Page extract
───

Tick Talk » Apple Watch

My opinion is that it appears to be a refined product right from the first iteration - the strap and bracelet options in particular seem to be very well-thought-out. I wouldn't underestimate the effect this could have on what people wear on their wrists. Although it's very different in function, it does occupy the same spot as a conventional watch. I think it'll provide formidable competition for that space, and also think that some watch companies are a lot more worried than they've acknowledged in public.


----------



## clarken

We need to look into the future my son is 22 doesn't wear a watch it is pretty much I phone for everything so I think a lot of the younger generation may enjoy this technology


Sent from my iPhone using Tapatalk


----------



## Wibbs

monza06 said:


> This imitation of a watch will be apple's biggest flop to date, 6 months from now will come out the "S" model, then the mini, then the maxi until they all end up discounted in you local grocery chain-store, next to the I-pods that nobody buys anymore....


Because they just buy the iphone instead and use it as an ipod. I recall when ipods first came out the nerdsphere in particular poopooed the whole thing. Didn't have enough features, too expensive etc. Fast forward a couple of years and ipod was the generic term for mp3 player. Standalone mp3 players are a dead market anyway so not a good comparison. I also recall the same attitude when the first iphone came out with the addition of doubt Apple could possibly compete in a market like mobile phones. Fast forward a year and every manufacturer was scrambling to bring their own "iphone" out. Ever see the original Android phone mockups? They looked like a Blackberry.

Now the watch market is a different one and Steve Jobs, with his genius level marketing ability is gone, but as a company they have previous and they have the clout. If anyone could open the market they could. Put it another way, just look at this forum. This is for WIS types, a market the apple watch isn't aimed at and a couple of days in there are threads on the watch all over the place to the degree folks are complaining they're in the wrong forum and mods are moving threads into the correct forum to keep some organisation and neatness going. Where was that level of interest for the Moto et al? in the wider world where was the level of interest in smartwatches before the apple announcement? That's the apple clout at work.



watchgeekwatchnut said:


> IMO Apple won't affect the sales of mechanical watches costing more than a grand.


+1. If I was Casio or Seiko or Suunto(if apple bring out a rugged version) I'd be worried right now. The level of apparent quality and name at that pricepoint will be hard to compete with(especially if they drop the percieved price by selling them as part of a phone company package).

Another area I think folks are missing and what Apple may hit is ladies watches. And I reckon it's the market they're after hence they offer the smaller size, a huge range of straps and stuff like heartbeat sharing and all that. WIS types(and techie nerds) tend to be male biased so won't see this angle as much, but it's a market that's half the world and one not really tapped into in the watch world. Especially at that pricepoint. The original coloured imac sold bucketloads to women(and non nerds) because it was a computer that wasn't a beige nerdbox. The iphone itself is much more likely to be bought by women than the various android phones are. IMH while men will tend to be the early adopters it'll be the ladies who will make or break the apple watch.

The moto is a dead loss in that market. It's just too big. It's massive enough on he men with wrists like fenceposts, on a woman(or scrawny boyos like me) it would start to look silly. It's also awkward in execution, but again that's down to its size constraints.

───

Supplied data
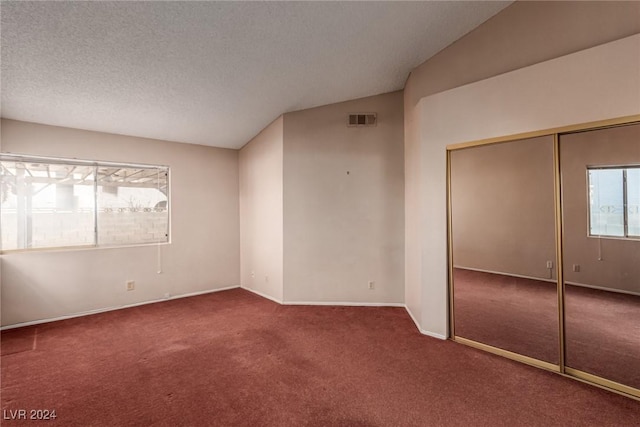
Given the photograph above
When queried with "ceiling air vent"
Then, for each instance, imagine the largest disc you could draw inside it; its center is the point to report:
(362, 119)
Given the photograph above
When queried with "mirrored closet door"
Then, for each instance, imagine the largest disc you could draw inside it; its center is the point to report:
(518, 207)
(503, 247)
(601, 240)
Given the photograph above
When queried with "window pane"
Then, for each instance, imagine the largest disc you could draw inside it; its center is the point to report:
(606, 211)
(633, 201)
(132, 205)
(46, 205)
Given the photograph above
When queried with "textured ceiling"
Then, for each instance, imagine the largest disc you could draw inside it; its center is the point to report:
(212, 73)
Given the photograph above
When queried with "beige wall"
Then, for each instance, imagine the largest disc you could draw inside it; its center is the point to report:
(503, 214)
(523, 34)
(204, 250)
(343, 203)
(619, 267)
(261, 212)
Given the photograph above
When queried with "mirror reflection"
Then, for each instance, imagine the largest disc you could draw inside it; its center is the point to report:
(601, 246)
(503, 246)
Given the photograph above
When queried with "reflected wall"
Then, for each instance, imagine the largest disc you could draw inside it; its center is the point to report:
(601, 252)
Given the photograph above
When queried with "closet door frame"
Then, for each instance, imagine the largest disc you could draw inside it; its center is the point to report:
(561, 367)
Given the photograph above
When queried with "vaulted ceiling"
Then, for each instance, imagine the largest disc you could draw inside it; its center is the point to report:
(212, 73)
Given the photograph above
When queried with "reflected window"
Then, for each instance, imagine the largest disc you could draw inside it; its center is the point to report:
(614, 202)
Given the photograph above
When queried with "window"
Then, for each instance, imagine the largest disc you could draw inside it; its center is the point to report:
(47, 203)
(614, 201)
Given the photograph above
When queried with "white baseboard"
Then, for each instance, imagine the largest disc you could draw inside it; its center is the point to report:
(345, 304)
(521, 276)
(602, 288)
(422, 331)
(119, 307)
(262, 294)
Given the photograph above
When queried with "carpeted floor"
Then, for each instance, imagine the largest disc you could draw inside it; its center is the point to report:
(235, 359)
(602, 329)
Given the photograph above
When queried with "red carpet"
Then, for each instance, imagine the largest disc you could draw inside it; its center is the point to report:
(603, 333)
(602, 328)
(235, 359)
(519, 315)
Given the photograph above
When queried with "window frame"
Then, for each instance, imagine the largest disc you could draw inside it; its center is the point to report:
(625, 205)
(96, 164)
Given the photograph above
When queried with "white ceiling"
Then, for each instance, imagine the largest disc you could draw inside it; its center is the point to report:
(212, 73)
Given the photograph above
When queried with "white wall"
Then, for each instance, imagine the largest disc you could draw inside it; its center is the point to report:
(203, 255)
(595, 84)
(261, 212)
(344, 204)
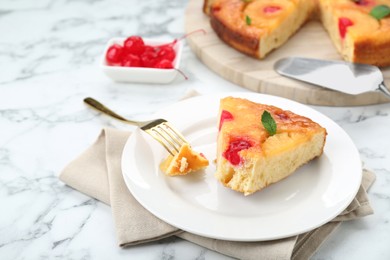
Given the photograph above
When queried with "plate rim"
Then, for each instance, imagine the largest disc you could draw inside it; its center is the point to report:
(248, 95)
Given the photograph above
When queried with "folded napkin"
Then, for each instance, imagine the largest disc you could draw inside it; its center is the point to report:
(97, 173)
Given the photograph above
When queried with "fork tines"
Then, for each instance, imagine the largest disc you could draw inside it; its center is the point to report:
(166, 134)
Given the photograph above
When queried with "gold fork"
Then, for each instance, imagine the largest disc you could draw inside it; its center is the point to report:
(159, 129)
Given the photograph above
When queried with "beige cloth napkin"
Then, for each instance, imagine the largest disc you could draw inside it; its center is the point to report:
(97, 173)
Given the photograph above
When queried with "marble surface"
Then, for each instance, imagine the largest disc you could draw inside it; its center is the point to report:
(49, 55)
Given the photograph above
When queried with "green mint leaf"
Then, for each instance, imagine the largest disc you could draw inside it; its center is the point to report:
(268, 123)
(380, 11)
(248, 20)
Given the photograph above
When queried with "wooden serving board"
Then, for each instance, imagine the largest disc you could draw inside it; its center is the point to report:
(258, 75)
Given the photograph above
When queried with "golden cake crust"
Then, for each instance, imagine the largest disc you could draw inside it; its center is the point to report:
(249, 158)
(226, 21)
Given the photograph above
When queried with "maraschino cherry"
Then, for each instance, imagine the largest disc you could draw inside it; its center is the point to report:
(135, 53)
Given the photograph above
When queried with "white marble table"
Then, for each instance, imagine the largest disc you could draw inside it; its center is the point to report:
(49, 53)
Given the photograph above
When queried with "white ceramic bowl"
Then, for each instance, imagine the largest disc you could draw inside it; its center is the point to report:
(142, 75)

───

Exercises to complete
A – Reproduce word for word the part of the Apple Watch thread that opens with the words containing "Another area I" and closes with "the apple watch.".
B – For each statement below, say yes or no on whether it agrees with the Apple Watch thread, and quote the deciding words: (i) One poster's son is 22 and does not wear a watch. (ii) The original coloured iMac sold poorly to women. (iii) The original Android phone mockups looked like a Blackberry.

Results of the tasks
A –
Another area I think folks are missing and what Apple may hit is ladies watches. And I reckon it's the market they're after hence they offer the smaller size, a huge range of straps and stuff like heartbeat sharing and all that. WIS types(and techie nerds) tend to be male biased so won't see this angle as much, but it's a market that's half the world and one not really tapped into in the watch world. Especially at that pricepoint. The original coloured imac sold bucketloads to women(and non nerds) because it was a computer that wasn't a beige nerdbox. The iphone itself is much more likely to be bought by women than the various android phones are. IMH while men will tend to be the early adopters it'll be the ladies who will make or break the apple watch.

B –
(i) Yes: "my son is 22 doesn't wear a watch"
(ii) No: "The original coloured imac sold bucketloads to women"
(iii) Yes: "They looked like a Blackberry."